DATA RECORDS –

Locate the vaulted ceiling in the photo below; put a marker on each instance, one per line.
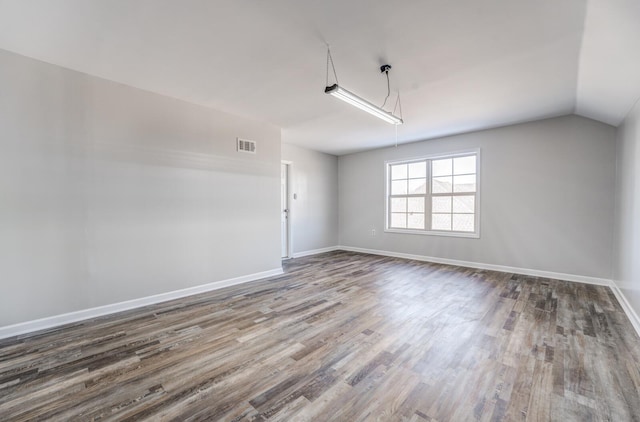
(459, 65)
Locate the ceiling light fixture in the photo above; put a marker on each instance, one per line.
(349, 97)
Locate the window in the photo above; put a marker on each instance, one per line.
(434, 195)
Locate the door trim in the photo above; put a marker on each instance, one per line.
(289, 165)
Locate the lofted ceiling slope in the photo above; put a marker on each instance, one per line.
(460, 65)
--
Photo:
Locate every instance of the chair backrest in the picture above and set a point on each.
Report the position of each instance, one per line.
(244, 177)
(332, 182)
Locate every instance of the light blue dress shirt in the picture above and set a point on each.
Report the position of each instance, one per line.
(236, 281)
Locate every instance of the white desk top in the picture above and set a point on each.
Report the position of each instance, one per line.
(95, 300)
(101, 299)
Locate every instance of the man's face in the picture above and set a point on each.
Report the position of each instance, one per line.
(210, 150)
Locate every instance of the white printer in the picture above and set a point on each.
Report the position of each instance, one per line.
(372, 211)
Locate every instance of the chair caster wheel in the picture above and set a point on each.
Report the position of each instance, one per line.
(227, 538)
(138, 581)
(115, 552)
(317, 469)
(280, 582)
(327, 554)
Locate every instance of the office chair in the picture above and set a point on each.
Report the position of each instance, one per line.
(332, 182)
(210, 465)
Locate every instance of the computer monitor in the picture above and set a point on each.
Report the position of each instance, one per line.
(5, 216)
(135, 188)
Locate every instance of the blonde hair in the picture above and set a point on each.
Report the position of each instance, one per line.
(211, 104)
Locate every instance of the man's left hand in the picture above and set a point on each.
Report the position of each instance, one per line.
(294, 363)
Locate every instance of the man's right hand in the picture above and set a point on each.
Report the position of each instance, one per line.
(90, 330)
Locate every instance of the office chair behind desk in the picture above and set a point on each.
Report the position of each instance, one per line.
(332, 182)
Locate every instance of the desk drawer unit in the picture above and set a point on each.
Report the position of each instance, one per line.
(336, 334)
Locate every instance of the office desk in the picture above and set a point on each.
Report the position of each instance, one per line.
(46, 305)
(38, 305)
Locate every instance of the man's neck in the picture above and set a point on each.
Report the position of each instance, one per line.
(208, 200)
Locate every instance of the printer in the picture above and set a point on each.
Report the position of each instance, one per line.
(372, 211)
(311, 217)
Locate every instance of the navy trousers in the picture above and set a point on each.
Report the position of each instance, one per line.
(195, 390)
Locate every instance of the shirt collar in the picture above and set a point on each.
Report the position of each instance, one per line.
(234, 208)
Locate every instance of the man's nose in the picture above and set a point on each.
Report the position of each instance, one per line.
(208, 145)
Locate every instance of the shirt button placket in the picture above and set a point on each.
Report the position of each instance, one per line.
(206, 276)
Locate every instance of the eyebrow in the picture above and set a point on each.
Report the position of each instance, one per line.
==
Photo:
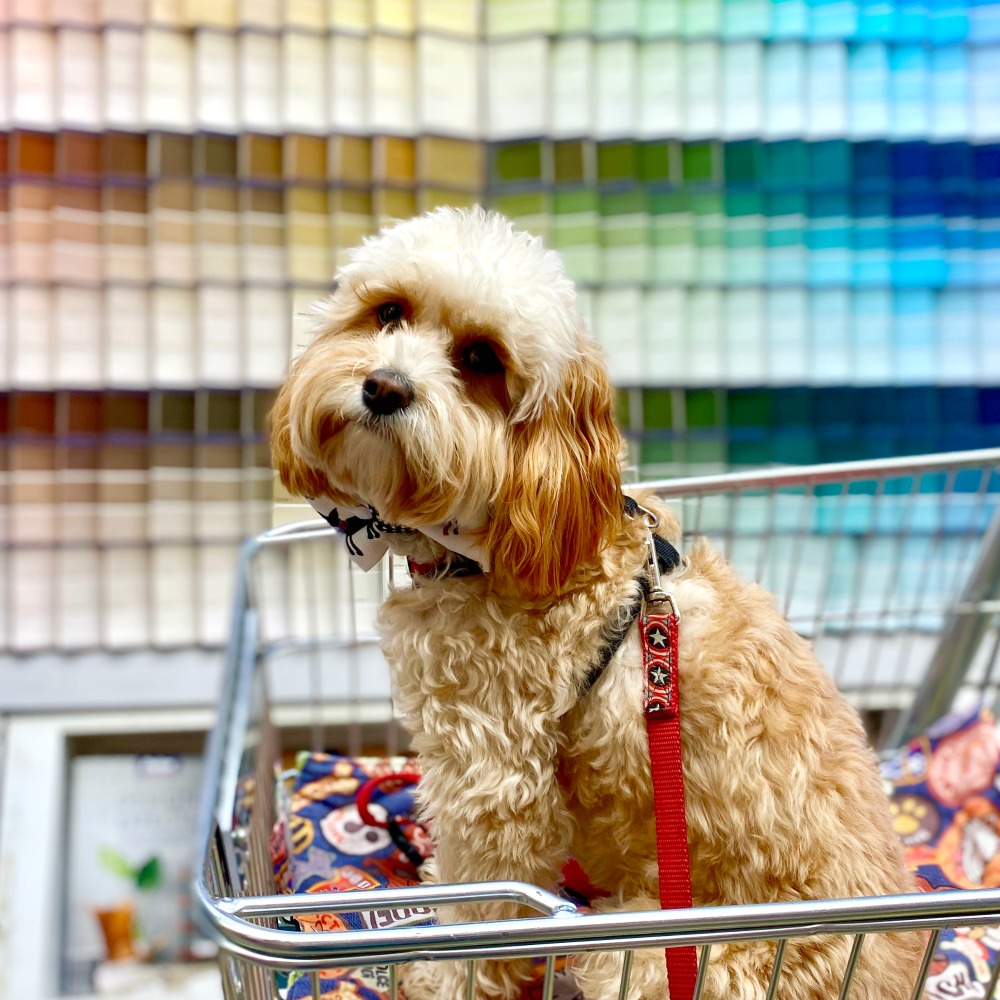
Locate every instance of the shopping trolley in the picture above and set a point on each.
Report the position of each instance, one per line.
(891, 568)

WORK TO BE COMPLETED – Show every line in the entries that contains the word "shirt".

ANSWER BELOW –
Locate every instance of the light blue dress shirt in the picture above and set a point on each.
Locate every instance of the shirt collar in the picture above and set a point on each.
Locate every instance of the shirt button placket in the picture above and set a point on each.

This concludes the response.